Rewrite everything from the line containing "of the airplane" down to the end of the data, replacing "thickest" with "widest" and leaving all else unchanged.

Excerpts of pointing data

+---+

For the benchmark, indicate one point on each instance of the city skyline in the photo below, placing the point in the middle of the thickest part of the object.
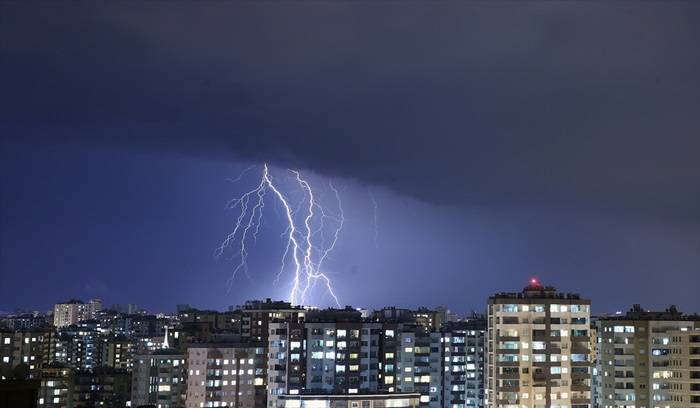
(473, 145)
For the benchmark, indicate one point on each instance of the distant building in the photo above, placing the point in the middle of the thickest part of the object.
(74, 311)
(538, 350)
(227, 375)
(385, 400)
(56, 389)
(649, 359)
(30, 347)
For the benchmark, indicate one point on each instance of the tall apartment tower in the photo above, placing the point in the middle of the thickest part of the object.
(538, 349)
(227, 375)
(649, 359)
(73, 311)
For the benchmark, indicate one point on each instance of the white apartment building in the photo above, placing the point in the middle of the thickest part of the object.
(226, 376)
(538, 350)
(73, 311)
(646, 358)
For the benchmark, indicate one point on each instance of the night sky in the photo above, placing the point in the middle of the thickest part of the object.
(499, 140)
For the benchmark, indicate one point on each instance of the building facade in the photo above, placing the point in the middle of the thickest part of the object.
(645, 359)
(74, 311)
(538, 350)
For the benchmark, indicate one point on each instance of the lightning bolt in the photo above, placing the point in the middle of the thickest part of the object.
(305, 233)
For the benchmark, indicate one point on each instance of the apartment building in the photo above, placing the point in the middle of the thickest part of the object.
(644, 357)
(74, 311)
(395, 400)
(458, 381)
(538, 349)
(227, 375)
(685, 376)
(31, 347)
(159, 379)
(334, 351)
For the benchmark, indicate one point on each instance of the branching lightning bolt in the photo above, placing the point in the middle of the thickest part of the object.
(305, 233)
(375, 210)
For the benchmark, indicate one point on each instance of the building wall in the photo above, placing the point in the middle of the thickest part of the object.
(159, 379)
(233, 376)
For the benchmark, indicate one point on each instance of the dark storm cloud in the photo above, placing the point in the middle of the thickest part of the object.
(585, 104)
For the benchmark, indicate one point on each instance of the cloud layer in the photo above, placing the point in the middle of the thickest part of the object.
(587, 105)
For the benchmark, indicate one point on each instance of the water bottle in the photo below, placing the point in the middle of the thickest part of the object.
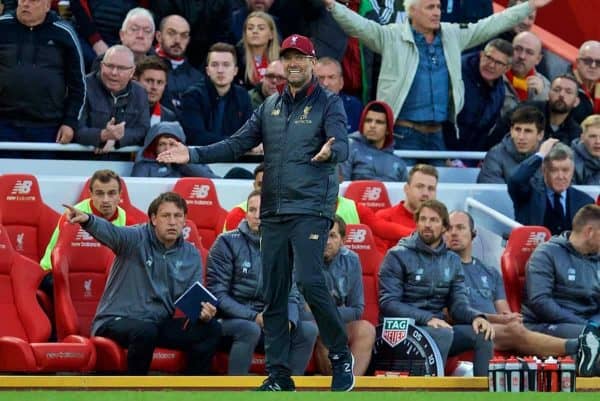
(530, 365)
(514, 375)
(551, 378)
(567, 374)
(496, 375)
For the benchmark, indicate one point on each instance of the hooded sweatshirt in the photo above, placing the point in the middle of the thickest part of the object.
(418, 282)
(501, 161)
(145, 161)
(146, 277)
(563, 285)
(366, 161)
(587, 167)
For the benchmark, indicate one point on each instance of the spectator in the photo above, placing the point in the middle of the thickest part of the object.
(526, 135)
(371, 154)
(173, 38)
(42, 87)
(137, 34)
(215, 109)
(158, 140)
(562, 284)
(555, 203)
(343, 275)
(151, 72)
(587, 72)
(558, 112)
(274, 76)
(587, 152)
(258, 47)
(153, 266)
(420, 186)
(522, 82)
(210, 22)
(105, 195)
(408, 82)
(235, 277)
(485, 290)
(329, 72)
(99, 22)
(482, 75)
(240, 16)
(238, 213)
(420, 277)
(116, 109)
(552, 64)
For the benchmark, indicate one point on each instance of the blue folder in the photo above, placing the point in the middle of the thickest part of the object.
(190, 302)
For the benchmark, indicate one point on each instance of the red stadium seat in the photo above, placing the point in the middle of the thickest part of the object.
(204, 208)
(521, 244)
(81, 267)
(133, 213)
(359, 238)
(24, 327)
(28, 220)
(372, 194)
(190, 233)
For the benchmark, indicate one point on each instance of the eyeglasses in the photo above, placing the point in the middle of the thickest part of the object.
(275, 77)
(590, 62)
(119, 68)
(137, 28)
(521, 49)
(496, 63)
(295, 57)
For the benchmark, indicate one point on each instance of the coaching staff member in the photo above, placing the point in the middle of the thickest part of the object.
(303, 131)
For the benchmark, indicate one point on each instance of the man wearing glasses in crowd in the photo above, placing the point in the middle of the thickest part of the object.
(273, 78)
(587, 72)
(482, 75)
(116, 108)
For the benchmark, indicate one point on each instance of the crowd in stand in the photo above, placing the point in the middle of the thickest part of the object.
(158, 74)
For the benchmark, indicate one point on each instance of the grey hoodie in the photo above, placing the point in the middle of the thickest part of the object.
(234, 272)
(147, 166)
(418, 282)
(146, 278)
(563, 286)
(587, 167)
(501, 161)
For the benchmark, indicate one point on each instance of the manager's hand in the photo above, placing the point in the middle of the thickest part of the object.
(75, 215)
(177, 153)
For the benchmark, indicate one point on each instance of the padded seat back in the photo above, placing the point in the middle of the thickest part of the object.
(359, 238)
(204, 208)
(370, 193)
(21, 315)
(521, 244)
(27, 219)
(81, 267)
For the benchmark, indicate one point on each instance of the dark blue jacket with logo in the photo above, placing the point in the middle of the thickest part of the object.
(563, 285)
(234, 275)
(418, 282)
(292, 130)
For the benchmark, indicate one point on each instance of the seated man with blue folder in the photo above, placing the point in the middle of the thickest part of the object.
(153, 266)
(234, 271)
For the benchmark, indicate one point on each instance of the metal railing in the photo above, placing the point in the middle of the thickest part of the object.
(72, 147)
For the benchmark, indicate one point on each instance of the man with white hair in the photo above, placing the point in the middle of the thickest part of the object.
(587, 152)
(116, 108)
(587, 72)
(523, 82)
(420, 64)
(99, 21)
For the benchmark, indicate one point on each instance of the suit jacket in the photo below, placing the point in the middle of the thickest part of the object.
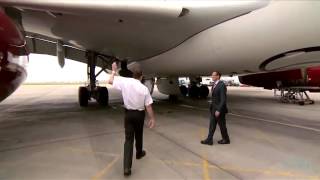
(219, 98)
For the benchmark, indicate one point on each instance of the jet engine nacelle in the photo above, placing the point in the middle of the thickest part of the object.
(306, 78)
(13, 57)
(168, 86)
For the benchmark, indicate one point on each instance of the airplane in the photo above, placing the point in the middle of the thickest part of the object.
(167, 39)
(293, 84)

+---+

Full solution ::
For the benchmark, indicate one point on each instance of the airplane in the photo above, placing the point in the middle of the widest part of the object.
(167, 39)
(293, 84)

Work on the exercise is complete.